What to do -> After locating the line with "positive clicks: (417, 175)" in the data that follows, return it and every later line exactly, up to and including the line with "box: [409, 173, 430, 187]".

Data to use ->
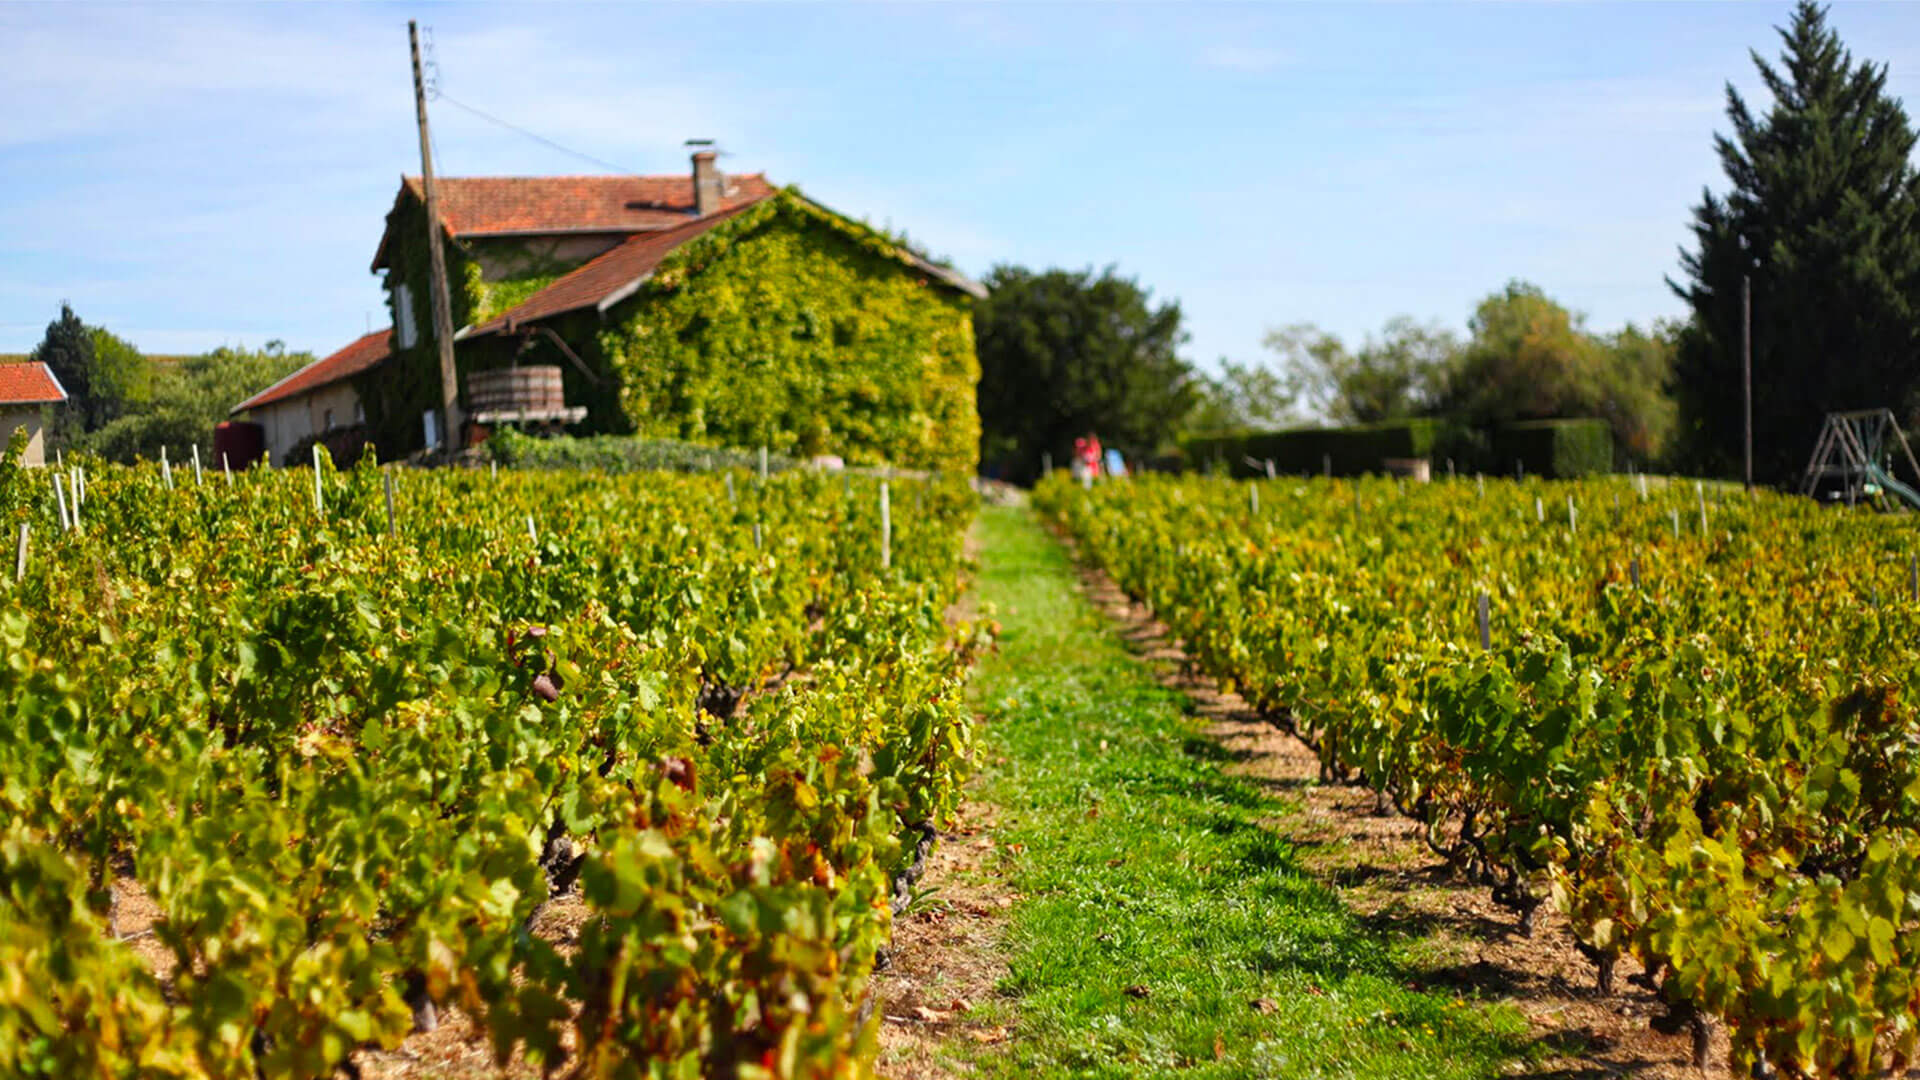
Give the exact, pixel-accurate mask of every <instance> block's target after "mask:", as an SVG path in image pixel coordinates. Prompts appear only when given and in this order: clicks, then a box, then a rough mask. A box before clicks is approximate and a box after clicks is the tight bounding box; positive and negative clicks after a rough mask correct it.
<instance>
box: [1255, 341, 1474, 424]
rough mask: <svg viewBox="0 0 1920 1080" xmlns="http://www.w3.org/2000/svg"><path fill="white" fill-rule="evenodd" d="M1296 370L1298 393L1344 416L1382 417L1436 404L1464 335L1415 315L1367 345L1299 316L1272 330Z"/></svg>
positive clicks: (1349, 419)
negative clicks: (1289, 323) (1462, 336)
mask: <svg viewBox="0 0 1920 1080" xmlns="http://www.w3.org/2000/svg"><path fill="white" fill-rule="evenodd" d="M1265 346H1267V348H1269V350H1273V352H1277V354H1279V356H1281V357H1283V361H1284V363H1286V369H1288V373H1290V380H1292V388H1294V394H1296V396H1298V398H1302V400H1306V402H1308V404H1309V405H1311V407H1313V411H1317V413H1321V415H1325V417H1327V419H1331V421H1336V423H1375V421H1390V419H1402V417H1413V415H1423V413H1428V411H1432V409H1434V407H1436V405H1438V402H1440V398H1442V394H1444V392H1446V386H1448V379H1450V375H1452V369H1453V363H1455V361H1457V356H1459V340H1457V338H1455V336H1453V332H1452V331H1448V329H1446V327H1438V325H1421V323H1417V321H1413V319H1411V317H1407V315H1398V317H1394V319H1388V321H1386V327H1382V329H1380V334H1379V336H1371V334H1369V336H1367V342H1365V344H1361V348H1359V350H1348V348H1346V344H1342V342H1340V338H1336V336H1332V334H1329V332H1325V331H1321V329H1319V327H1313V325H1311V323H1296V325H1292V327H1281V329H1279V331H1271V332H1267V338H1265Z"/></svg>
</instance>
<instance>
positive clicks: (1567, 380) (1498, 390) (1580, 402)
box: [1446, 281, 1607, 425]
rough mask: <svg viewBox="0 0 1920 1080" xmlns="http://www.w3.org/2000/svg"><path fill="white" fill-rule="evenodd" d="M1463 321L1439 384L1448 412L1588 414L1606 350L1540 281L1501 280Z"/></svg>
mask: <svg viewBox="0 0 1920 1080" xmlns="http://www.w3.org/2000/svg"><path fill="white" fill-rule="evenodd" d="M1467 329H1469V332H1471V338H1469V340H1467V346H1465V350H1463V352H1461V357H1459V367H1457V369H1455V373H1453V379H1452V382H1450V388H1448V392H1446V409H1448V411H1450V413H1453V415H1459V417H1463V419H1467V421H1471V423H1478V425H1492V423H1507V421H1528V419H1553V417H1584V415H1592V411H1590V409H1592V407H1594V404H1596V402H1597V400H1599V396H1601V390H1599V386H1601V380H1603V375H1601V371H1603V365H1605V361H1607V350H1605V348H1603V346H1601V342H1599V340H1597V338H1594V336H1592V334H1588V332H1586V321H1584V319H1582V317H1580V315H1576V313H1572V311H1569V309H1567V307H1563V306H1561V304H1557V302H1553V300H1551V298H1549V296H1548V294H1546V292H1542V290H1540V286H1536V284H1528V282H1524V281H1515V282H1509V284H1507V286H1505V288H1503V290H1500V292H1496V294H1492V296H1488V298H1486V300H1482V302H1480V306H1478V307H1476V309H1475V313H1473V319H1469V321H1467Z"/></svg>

---

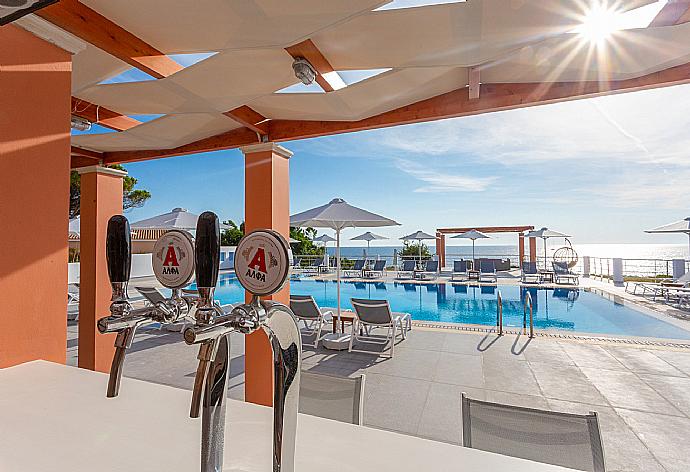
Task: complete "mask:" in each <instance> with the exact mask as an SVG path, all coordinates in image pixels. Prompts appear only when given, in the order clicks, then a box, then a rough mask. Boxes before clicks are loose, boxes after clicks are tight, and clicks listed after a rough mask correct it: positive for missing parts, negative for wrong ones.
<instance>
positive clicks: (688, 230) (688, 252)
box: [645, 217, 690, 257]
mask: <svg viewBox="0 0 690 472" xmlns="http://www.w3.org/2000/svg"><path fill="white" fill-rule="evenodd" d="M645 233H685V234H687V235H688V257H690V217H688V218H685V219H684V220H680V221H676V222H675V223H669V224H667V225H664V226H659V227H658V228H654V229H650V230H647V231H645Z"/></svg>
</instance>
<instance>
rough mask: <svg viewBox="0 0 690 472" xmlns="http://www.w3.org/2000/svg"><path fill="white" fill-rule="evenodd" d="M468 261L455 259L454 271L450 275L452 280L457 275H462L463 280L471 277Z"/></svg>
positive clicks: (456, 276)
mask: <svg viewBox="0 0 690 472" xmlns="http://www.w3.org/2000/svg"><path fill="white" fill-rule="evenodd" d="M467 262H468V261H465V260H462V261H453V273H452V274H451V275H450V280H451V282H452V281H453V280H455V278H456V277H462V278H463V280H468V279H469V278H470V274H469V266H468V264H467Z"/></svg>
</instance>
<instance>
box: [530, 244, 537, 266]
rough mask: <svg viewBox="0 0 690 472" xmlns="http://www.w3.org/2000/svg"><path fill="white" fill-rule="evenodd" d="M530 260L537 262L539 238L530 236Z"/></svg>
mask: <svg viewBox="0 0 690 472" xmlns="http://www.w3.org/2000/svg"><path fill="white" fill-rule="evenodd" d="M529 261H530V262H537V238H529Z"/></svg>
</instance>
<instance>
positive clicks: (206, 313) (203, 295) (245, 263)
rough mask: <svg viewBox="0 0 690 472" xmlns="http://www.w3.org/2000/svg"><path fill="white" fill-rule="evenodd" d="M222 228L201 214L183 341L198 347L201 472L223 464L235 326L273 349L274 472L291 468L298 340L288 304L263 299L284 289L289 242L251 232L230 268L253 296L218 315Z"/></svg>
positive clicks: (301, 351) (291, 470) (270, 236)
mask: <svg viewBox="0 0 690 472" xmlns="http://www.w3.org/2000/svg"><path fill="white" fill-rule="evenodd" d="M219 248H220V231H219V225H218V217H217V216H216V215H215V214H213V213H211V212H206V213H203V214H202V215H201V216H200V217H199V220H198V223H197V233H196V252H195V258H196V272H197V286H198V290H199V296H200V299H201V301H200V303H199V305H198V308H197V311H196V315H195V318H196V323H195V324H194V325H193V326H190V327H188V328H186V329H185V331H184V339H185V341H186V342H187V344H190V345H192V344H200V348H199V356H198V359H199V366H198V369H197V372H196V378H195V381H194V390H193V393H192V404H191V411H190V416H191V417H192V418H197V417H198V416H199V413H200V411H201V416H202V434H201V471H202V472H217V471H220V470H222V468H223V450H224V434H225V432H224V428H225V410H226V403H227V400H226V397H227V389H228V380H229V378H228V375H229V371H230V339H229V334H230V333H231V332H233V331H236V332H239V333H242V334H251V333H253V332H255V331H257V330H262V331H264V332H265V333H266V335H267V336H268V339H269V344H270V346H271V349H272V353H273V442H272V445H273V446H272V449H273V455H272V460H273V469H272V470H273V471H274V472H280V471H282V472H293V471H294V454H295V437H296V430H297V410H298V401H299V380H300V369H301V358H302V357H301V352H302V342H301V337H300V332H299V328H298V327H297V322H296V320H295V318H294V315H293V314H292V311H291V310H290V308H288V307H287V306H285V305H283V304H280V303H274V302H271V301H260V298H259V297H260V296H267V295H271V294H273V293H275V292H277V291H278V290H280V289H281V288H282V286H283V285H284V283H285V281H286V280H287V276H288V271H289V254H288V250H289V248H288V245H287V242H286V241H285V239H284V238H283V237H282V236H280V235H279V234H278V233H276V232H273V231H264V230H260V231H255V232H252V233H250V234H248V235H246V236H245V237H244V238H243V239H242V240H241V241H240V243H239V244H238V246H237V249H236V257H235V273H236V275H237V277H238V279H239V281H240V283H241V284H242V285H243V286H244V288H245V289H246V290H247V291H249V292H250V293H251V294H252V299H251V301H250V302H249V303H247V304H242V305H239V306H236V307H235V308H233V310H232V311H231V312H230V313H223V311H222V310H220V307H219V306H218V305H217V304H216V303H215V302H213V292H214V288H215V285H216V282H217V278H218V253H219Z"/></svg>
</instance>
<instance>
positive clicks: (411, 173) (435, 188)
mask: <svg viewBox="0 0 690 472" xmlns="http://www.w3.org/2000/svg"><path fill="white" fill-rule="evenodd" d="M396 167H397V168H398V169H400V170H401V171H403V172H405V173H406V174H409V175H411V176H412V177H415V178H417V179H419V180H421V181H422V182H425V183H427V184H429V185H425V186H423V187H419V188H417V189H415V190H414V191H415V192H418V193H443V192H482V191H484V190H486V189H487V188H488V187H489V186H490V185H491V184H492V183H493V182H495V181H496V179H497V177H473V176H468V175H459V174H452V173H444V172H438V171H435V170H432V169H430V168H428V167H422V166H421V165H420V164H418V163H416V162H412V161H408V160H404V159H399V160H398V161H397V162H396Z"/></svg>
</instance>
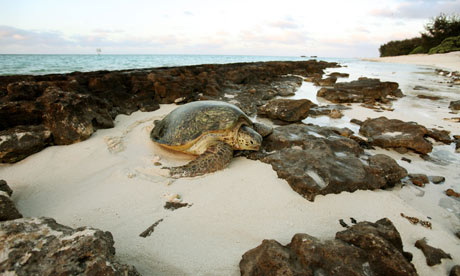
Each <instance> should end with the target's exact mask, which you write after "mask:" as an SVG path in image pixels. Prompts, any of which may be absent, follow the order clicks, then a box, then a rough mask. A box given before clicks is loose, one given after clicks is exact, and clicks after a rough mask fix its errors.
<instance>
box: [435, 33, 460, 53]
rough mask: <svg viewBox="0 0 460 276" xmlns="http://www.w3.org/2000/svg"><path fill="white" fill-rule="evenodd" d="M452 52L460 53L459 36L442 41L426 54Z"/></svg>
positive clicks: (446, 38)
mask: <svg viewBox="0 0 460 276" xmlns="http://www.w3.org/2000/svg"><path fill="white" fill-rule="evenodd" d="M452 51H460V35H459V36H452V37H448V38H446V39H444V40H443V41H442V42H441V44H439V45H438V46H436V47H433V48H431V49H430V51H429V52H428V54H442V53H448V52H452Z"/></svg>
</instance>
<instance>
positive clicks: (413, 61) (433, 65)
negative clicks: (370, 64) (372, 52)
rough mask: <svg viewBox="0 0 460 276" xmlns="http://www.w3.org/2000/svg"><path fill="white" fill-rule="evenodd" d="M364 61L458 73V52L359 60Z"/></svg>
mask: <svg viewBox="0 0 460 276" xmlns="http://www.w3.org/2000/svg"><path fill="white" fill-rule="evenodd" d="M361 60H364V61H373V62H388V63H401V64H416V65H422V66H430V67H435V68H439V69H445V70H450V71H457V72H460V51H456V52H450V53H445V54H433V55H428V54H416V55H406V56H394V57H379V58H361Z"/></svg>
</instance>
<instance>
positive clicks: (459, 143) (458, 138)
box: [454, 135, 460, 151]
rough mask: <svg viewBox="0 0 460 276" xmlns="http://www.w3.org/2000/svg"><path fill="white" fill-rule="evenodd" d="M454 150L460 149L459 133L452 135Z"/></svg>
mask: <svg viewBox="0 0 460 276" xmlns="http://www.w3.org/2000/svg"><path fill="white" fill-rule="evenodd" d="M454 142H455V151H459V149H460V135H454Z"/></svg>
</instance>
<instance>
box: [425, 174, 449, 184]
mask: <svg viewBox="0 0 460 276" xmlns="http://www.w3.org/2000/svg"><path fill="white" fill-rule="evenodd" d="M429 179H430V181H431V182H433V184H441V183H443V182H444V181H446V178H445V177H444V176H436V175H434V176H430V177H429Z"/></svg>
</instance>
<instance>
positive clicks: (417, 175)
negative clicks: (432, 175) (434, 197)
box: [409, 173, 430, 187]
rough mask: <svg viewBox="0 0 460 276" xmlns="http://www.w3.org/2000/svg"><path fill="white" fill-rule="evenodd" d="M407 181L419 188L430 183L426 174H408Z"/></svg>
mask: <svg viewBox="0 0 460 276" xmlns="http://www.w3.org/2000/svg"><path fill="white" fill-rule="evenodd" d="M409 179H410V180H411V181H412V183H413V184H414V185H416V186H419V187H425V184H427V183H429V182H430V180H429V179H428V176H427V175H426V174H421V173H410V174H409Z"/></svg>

Finished task ->
positive clicks: (417, 175)
negative clicks: (432, 175) (434, 197)
box: [409, 173, 430, 187]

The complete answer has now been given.